» Image region labeling entries:
■ ■ ■ ■

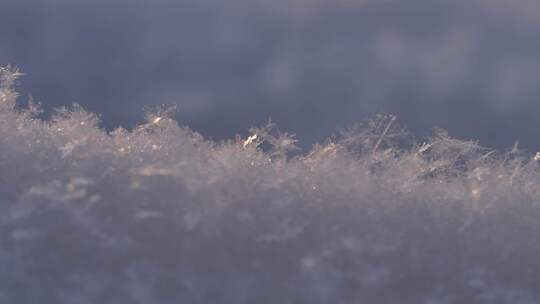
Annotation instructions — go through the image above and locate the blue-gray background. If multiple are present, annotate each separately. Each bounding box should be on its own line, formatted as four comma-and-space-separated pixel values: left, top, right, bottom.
0, 0, 540, 150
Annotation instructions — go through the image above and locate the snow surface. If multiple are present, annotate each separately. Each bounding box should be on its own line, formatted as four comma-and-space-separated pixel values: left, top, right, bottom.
0, 68, 540, 304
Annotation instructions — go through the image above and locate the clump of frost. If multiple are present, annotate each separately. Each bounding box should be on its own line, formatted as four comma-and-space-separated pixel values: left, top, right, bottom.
0, 68, 540, 304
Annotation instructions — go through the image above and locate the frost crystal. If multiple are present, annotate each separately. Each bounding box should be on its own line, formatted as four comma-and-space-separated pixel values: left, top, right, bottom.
0, 68, 540, 304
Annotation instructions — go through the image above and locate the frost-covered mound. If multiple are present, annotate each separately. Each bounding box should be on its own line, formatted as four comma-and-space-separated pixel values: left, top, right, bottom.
0, 69, 540, 304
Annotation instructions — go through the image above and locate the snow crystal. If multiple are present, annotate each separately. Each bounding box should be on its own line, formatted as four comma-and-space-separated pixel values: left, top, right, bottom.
0, 68, 540, 304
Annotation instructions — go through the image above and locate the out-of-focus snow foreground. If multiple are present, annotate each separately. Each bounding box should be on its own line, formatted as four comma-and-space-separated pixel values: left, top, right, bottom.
0, 68, 540, 304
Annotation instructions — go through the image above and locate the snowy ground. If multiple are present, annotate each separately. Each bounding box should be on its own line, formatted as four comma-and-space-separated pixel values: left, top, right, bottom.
0, 69, 540, 304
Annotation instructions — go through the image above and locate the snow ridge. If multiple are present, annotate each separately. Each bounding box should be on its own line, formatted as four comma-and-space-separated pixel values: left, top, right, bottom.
0, 68, 540, 304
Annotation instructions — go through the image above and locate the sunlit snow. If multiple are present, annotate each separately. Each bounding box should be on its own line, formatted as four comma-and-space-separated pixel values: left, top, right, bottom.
0, 69, 540, 304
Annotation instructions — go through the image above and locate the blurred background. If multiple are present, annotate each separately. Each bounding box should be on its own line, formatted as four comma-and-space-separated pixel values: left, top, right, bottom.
0, 0, 540, 150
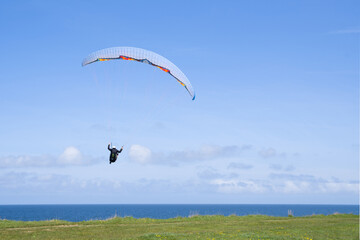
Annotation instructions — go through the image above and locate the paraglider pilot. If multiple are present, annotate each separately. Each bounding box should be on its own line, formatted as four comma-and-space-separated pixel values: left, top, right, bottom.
108, 143, 124, 164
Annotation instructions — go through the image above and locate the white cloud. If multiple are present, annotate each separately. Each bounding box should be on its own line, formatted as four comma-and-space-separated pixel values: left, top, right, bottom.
129, 145, 251, 165
58, 147, 83, 165
0, 146, 97, 168
259, 148, 277, 158
330, 27, 360, 34
129, 145, 152, 164
227, 162, 253, 169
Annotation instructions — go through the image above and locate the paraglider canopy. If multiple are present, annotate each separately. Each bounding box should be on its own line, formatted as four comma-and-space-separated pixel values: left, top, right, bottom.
82, 47, 195, 100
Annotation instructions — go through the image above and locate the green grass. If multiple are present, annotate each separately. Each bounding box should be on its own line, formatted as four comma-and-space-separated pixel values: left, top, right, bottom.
0, 214, 359, 240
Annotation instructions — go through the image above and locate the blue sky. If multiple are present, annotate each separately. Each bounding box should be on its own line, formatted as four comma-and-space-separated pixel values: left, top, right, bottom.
0, 1, 360, 204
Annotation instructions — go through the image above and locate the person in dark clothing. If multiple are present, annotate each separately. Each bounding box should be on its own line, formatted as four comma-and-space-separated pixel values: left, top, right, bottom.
108, 144, 124, 164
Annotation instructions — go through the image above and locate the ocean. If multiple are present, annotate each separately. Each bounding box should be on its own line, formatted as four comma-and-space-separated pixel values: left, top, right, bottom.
0, 204, 359, 222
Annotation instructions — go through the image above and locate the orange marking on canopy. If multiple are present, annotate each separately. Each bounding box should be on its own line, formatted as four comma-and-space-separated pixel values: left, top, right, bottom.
157, 66, 170, 72
120, 56, 135, 60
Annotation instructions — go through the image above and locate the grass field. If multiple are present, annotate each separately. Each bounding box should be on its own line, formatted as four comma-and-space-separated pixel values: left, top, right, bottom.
0, 214, 359, 240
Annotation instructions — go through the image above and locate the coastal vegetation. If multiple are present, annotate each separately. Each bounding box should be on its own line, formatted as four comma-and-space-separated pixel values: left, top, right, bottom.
0, 214, 359, 240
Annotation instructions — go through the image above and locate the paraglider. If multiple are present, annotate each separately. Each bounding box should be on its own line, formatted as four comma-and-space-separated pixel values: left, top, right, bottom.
82, 47, 195, 100
108, 143, 124, 164
82, 47, 195, 164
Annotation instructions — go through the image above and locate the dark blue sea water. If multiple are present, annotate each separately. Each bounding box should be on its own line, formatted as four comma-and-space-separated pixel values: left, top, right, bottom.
0, 204, 359, 222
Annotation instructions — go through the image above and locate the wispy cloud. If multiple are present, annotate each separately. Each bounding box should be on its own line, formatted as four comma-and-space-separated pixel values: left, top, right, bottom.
129, 145, 251, 165
269, 164, 295, 172
329, 27, 360, 34
0, 146, 98, 168
227, 162, 253, 169
210, 174, 359, 194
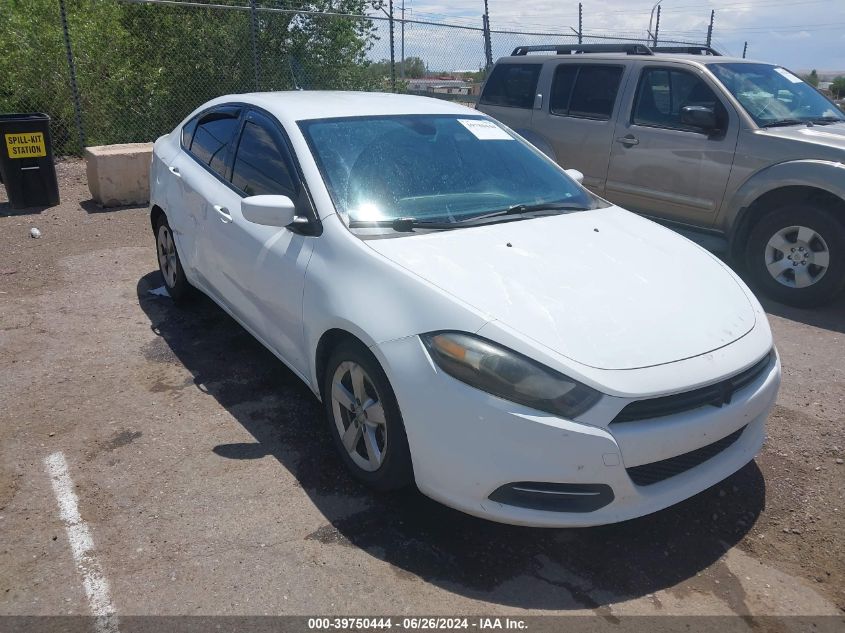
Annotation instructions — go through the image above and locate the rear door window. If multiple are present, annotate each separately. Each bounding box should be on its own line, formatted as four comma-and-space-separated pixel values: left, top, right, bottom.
479, 64, 542, 109
191, 109, 240, 178
232, 112, 298, 199
549, 64, 623, 121
631, 68, 727, 132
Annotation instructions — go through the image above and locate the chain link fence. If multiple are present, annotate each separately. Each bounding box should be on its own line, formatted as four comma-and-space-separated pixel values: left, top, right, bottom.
0, 0, 712, 156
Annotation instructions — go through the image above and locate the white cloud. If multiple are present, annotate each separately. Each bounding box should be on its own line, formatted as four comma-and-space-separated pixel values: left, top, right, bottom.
379, 0, 845, 70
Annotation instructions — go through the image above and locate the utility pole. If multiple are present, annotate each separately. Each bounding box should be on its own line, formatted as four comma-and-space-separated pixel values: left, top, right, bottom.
483, 0, 493, 72
648, 0, 663, 47
387, 0, 396, 92
249, 0, 259, 91
654, 7, 663, 46
707, 9, 716, 46
399, 0, 405, 79
59, 0, 85, 150
578, 2, 584, 44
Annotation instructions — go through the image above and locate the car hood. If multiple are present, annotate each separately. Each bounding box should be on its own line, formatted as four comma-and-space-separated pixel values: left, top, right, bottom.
367, 207, 755, 369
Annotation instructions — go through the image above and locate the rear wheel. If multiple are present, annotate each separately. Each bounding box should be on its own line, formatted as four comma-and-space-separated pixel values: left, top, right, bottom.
746, 203, 845, 307
323, 341, 413, 490
156, 215, 191, 301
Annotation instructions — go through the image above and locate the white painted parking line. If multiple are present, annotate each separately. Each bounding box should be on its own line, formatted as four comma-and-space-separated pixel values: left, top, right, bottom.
44, 452, 118, 633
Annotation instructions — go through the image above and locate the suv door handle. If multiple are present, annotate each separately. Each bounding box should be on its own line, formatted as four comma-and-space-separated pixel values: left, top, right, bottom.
616, 134, 640, 147
214, 204, 232, 224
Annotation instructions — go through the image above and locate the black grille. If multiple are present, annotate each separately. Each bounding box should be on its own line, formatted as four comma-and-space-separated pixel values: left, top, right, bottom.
611, 352, 772, 424
626, 427, 745, 486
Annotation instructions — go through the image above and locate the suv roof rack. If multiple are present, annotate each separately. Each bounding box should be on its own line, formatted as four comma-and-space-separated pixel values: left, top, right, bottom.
511, 44, 721, 56
511, 44, 654, 55
651, 44, 722, 57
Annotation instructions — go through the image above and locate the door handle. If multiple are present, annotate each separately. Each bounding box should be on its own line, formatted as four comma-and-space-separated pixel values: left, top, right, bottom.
214, 204, 232, 224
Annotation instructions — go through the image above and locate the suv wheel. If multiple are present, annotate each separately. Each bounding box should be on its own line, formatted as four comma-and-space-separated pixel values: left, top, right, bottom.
746, 203, 845, 307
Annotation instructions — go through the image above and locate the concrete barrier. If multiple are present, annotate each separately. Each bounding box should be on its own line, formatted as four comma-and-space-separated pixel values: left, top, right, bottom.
85, 143, 153, 207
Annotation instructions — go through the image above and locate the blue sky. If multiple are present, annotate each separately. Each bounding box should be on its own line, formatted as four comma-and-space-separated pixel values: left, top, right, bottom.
374, 0, 845, 74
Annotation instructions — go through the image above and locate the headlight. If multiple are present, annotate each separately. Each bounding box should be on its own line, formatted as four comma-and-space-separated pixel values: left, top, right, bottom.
421, 332, 601, 418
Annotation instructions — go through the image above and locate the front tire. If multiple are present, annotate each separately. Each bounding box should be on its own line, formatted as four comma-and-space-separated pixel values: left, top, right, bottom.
746, 202, 845, 308
323, 341, 413, 490
155, 215, 191, 302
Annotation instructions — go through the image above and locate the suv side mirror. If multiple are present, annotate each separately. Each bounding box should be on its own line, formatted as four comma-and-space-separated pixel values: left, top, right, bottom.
681, 106, 719, 132
241, 195, 301, 227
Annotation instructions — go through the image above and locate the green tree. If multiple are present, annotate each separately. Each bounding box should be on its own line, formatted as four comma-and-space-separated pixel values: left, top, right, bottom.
0, 0, 383, 154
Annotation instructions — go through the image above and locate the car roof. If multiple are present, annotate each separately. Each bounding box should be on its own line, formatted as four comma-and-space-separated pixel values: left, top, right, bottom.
496, 53, 760, 65
201, 90, 472, 122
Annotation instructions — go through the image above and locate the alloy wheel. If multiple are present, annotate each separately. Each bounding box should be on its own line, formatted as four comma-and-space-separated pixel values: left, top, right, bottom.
764, 226, 830, 288
156, 224, 177, 288
331, 361, 387, 472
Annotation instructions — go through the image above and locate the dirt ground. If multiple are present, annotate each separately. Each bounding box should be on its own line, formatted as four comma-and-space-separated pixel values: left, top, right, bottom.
0, 161, 845, 617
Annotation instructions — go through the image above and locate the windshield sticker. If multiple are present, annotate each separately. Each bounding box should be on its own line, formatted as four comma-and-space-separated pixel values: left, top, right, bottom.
458, 119, 514, 141
775, 68, 803, 84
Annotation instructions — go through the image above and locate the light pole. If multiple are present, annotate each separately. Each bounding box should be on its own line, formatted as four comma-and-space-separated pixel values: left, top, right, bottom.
648, 0, 663, 46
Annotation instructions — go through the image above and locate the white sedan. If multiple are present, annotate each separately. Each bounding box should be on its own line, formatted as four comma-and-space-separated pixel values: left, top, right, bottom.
151, 92, 780, 526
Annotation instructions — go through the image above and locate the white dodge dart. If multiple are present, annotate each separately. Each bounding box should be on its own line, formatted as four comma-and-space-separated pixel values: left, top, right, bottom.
151, 92, 780, 526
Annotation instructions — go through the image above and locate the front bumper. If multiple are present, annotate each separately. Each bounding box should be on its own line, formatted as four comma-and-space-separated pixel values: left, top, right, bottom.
373, 337, 780, 527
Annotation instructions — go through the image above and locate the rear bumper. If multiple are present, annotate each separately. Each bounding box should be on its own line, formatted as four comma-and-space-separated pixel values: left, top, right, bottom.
374, 337, 780, 527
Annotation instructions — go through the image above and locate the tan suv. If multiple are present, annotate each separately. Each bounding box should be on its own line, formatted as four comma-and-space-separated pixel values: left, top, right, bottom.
478, 44, 845, 306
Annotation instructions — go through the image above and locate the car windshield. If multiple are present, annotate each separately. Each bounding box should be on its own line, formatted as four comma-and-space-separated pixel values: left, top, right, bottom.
300, 115, 604, 228
709, 63, 845, 127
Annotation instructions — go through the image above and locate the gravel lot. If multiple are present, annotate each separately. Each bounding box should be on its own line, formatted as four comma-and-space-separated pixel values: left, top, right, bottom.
0, 161, 845, 618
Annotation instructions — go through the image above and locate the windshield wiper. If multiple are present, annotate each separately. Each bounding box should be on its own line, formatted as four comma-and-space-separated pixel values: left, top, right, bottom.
349, 202, 588, 233
810, 114, 845, 125
349, 218, 458, 233
456, 202, 589, 226
760, 119, 807, 127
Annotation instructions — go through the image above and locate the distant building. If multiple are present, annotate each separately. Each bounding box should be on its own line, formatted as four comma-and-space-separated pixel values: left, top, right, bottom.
407, 77, 472, 95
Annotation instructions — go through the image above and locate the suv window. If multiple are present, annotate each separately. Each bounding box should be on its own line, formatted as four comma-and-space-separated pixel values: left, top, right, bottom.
191, 109, 238, 178
479, 64, 542, 108
549, 64, 623, 121
232, 114, 296, 198
632, 68, 728, 132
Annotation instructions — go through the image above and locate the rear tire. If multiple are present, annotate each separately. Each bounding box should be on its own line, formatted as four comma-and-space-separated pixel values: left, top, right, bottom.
746, 202, 845, 308
155, 214, 191, 303
323, 341, 414, 490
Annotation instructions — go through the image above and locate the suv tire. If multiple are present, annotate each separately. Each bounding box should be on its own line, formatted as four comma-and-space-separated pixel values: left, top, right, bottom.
746, 202, 845, 308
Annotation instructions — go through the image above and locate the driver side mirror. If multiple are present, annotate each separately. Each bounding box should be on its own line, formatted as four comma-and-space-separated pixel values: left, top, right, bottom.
241, 195, 308, 227
681, 106, 719, 132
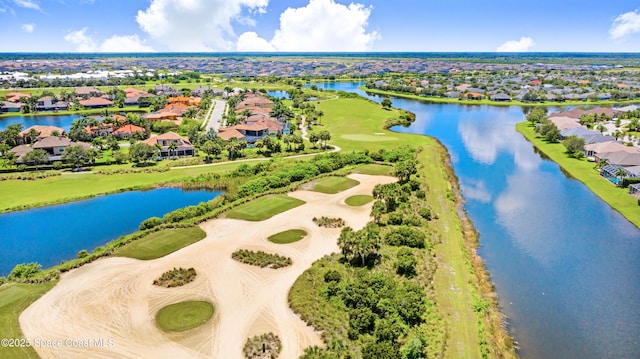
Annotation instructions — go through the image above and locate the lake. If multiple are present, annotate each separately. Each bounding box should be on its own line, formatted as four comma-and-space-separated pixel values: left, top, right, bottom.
317, 83, 640, 359
0, 115, 80, 132
0, 188, 221, 276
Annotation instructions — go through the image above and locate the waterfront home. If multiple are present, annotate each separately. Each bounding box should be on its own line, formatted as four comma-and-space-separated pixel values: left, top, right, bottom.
80, 97, 113, 108
11, 136, 91, 163
142, 132, 195, 158
113, 125, 145, 139
600, 165, 638, 186
74, 87, 104, 99
0, 101, 24, 112
7, 92, 31, 103
19, 125, 64, 143
84, 122, 113, 138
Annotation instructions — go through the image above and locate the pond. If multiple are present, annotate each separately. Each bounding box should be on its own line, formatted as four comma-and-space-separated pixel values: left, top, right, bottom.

■ ■ ■ ■

» INSTRUCTIONS TO FOLLOW: Rename "rear wheel" to "back wheel" in the stretch from the line containing "the rear wheel." through the line containing "44, 452, 118, 633", and give that stretch back with nothing else altered.

» FINAL RESULT:
Annotation instructions — go through the image above and locate the back wheel. If multiple are present, annotate each separately. Each bounding box should be on its own line, formatted as four comma-and-space-separated pixel values: left, top, right, bottom.
746, 203, 845, 307
323, 341, 413, 490
156, 215, 191, 301
Annotation instructions — go through the image above and locate the white painted parking line. If multiple are present, annotate each separately. Each bounding box should be on its own line, formatted as four comma-and-space-separated pixel values: left, top, right, bottom.
44, 452, 118, 633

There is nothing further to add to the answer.